>> Start DATASET CONTENT

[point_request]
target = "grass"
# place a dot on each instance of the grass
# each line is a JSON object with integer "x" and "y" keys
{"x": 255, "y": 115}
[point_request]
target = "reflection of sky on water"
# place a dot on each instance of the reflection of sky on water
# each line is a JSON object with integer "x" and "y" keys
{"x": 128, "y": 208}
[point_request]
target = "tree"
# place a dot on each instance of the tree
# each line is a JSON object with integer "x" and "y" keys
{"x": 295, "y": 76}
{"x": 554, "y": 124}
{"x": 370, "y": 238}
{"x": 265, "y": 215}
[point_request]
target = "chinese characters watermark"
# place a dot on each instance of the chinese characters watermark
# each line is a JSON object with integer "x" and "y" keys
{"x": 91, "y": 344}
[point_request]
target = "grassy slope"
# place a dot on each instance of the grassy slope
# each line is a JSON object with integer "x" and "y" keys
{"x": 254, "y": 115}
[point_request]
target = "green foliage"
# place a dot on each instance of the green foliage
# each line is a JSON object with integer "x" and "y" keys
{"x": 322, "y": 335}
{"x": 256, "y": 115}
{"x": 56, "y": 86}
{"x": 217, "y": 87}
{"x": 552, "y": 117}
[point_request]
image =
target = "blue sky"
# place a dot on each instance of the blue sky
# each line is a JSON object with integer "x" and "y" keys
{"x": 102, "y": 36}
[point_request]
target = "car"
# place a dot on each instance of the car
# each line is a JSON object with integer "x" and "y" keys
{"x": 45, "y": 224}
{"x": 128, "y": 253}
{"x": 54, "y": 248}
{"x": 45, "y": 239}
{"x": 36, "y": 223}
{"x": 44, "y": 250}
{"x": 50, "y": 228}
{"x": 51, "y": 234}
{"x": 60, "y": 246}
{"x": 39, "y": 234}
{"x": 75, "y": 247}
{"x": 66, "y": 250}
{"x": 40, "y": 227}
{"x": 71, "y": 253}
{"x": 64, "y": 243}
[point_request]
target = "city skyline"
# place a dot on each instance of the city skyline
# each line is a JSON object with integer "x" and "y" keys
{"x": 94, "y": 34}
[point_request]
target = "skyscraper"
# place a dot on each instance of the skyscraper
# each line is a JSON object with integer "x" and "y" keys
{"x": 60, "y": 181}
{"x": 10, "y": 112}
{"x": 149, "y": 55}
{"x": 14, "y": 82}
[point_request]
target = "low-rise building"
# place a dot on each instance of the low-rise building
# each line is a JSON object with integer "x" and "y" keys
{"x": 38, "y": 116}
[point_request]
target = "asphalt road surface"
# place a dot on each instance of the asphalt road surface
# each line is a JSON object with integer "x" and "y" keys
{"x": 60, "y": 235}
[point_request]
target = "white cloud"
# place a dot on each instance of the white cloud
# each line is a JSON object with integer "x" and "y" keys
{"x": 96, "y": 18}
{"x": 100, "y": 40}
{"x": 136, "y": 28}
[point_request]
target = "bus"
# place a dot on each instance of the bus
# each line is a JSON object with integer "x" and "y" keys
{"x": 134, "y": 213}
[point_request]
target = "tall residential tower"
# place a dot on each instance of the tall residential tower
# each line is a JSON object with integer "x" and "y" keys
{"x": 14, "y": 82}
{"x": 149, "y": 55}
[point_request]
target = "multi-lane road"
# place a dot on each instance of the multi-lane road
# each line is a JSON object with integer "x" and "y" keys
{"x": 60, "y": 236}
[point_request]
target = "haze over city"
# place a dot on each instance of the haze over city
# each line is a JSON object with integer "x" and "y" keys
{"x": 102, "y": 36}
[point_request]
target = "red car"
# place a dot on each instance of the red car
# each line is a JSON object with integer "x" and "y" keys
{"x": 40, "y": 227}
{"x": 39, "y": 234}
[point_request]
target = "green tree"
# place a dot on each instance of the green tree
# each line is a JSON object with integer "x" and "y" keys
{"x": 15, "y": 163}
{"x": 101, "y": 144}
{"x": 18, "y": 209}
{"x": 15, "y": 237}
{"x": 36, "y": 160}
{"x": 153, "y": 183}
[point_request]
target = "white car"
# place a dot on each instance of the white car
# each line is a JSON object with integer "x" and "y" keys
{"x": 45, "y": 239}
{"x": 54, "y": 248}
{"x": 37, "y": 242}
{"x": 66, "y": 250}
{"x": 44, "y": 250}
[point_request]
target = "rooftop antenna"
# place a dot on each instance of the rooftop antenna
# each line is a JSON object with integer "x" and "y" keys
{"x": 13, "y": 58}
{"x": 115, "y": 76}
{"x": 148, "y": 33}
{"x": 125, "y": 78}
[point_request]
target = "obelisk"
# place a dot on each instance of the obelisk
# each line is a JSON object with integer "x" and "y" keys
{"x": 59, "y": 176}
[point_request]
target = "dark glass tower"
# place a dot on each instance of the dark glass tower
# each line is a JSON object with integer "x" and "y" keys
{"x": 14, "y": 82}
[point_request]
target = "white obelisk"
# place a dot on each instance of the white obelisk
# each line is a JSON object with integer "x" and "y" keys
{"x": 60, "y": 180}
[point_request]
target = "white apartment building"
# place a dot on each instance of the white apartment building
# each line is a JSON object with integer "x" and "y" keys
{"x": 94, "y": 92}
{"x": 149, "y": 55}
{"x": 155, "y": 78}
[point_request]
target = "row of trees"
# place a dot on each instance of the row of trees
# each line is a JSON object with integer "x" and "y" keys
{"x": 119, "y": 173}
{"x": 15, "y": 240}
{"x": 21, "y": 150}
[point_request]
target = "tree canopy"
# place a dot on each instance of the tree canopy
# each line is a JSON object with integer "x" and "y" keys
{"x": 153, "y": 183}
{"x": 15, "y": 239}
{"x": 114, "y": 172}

>> End DATASET CONTENT

→ **STATED EXERCISE**
Reproduce the listing in full. Keep it exactly as written.

→ **ANSWER FOR THIS EXERCISE**
[point_request]
target = "grass"
# place a dot on each instance of the grass
# each line is a JSON object with integer "x" and "y" keys
{"x": 255, "y": 115}
[point_request]
target = "reflection of sky on water"
# place a dot on each instance of the reflection of sky on water
# each line is a JSON object with integer "x" and "y" keys
{"x": 128, "y": 208}
[point_request]
target = "tree"
# place a dot on each instance of the tree
# each line is a JSON object with integer "x" and "y" keys
{"x": 295, "y": 76}
{"x": 554, "y": 124}
{"x": 370, "y": 238}
{"x": 265, "y": 215}
[point_request]
target = "chinese characters watermark"
# place a dot on each instance of the chinese characters watermark
# each line is a JSON object with integer "x" and "y" keys
{"x": 91, "y": 344}
[point_request]
target = "grassy slope"
# place a dot on each instance of the grassy slope
# each line is a JSON object with integer "x" and "y" keys
{"x": 254, "y": 115}
[point_request]
target = "green foliage"
# place a dot on each instance of the green foliage
# each line is a JSON object with integer "x" and "y" keys
{"x": 322, "y": 335}
{"x": 256, "y": 115}
{"x": 56, "y": 86}
{"x": 217, "y": 87}
{"x": 552, "y": 117}
[point_request]
image =
target = "blue sky"
# place a dot on each instance of the blue sky
# each line is a JSON object with integer "x" and "y" keys
{"x": 102, "y": 36}
[point_request]
target = "car"
# place a dot on each instance of the car
# each line is a JSON object with integer "x" and "y" keys
{"x": 45, "y": 224}
{"x": 128, "y": 253}
{"x": 54, "y": 248}
{"x": 45, "y": 239}
{"x": 36, "y": 223}
{"x": 44, "y": 250}
{"x": 50, "y": 228}
{"x": 51, "y": 234}
{"x": 60, "y": 246}
{"x": 39, "y": 234}
{"x": 75, "y": 247}
{"x": 66, "y": 250}
{"x": 40, "y": 227}
{"x": 71, "y": 253}
{"x": 64, "y": 243}
[point_request]
target = "city skyline"
# place a dot on each instance of the city skyline
# each line is a JSON object with integer "x" and "y" keys
{"x": 94, "y": 34}
[point_request]
target = "skyscraper"
# place a dot on each instance of the skyscraper
# each line is a JSON object with integer "x" and "y" keys
{"x": 60, "y": 181}
{"x": 10, "y": 112}
{"x": 149, "y": 55}
{"x": 14, "y": 82}
[point_request]
target = "low-rise building"
# place a dot on each instance of the low-rise building
# each line is a JSON object with integer "x" and "y" keys
{"x": 38, "y": 116}
[point_request]
target = "asphalt road surface"
# place a dot on each instance of the asphalt road surface
# each line is a JSON object with integer "x" and "y" keys
{"x": 60, "y": 235}
[point_request]
target = "white cloud"
# place a dot on each instance of the white cloud
# each line is a JSON object with integer "x" and "y" keys
{"x": 96, "y": 18}
{"x": 100, "y": 40}
{"x": 136, "y": 28}
[point_request]
target = "bus"
# place a dot on each instance of the bus
# each line is a JSON object with integer "x" and "y" keys
{"x": 134, "y": 213}
[point_request]
target = "tall residential tower"
# place a dot on each instance of the tall residential tower
# each line is a JSON object with integer "x" and "y" keys
{"x": 14, "y": 82}
{"x": 149, "y": 55}
[point_request]
target = "multi-lane road"
# place a dot on each instance of the multi-lane road
# each line is a JSON object with integer "x" and "y" keys
{"x": 60, "y": 236}
[point_request]
target = "haze over city"
# place a dot on each instance of the haze over city
# each line is a JSON object with integer "x" and "y" keys
{"x": 102, "y": 36}
[point_request]
target = "red car"
# place a dot on each instance of the red car
# each line is a JSON object with integer "x" and "y" keys
{"x": 40, "y": 227}
{"x": 39, "y": 234}
[point_request]
target = "green tree"
# place a dot on each instance of the green tree
# each line is a JSON object with integer "x" and "y" keys
{"x": 15, "y": 163}
{"x": 101, "y": 144}
{"x": 18, "y": 209}
{"x": 15, "y": 237}
{"x": 36, "y": 160}
{"x": 153, "y": 183}
[point_request]
target = "white car"
# place a dot on each instance of the white car
# each line is a JSON object with integer "x" and "y" keys
{"x": 45, "y": 239}
{"x": 54, "y": 248}
{"x": 37, "y": 242}
{"x": 66, "y": 250}
{"x": 44, "y": 250}
[point_request]
target = "rooftop antenna"
# place a dot on each instance of the rooftop antenna
# each line is a JSON object with integer "x" and "y" keys
{"x": 13, "y": 58}
{"x": 115, "y": 76}
{"x": 148, "y": 33}
{"x": 125, "y": 78}
[point_request]
target = "obelisk"
# place a dot on each instance of the obelisk
# each line is a JSON object with integer "x" and "y" keys
{"x": 59, "y": 176}
[point_request]
target = "dark glass tower"
# place a dot on each instance of the dark glass tower
# each line is a JSON object with integer "x" and "y" keys
{"x": 14, "y": 82}
[point_request]
target = "white obelisk"
# place a dot on each instance of the white obelisk
# each line is a JSON object with integer "x" and "y" keys
{"x": 60, "y": 180}
[point_request]
target = "white apartment building"
# place a dot on each instance of the white apartment building
# each line is a JSON object with integer "x" and "y" keys
{"x": 94, "y": 92}
{"x": 149, "y": 55}
{"x": 155, "y": 78}
[point_request]
target = "row of trees"
# place a dot on each instance of the row of trees
# each line is a JSON object with integer "x" and "y" keys
{"x": 119, "y": 173}
{"x": 15, "y": 240}
{"x": 21, "y": 150}
[point_request]
target = "tree canopy"
# place a dot on each instance of the tree canopy
# each line is a JSON object with integer "x" and "y" keys
{"x": 153, "y": 183}
{"x": 15, "y": 239}
{"x": 114, "y": 172}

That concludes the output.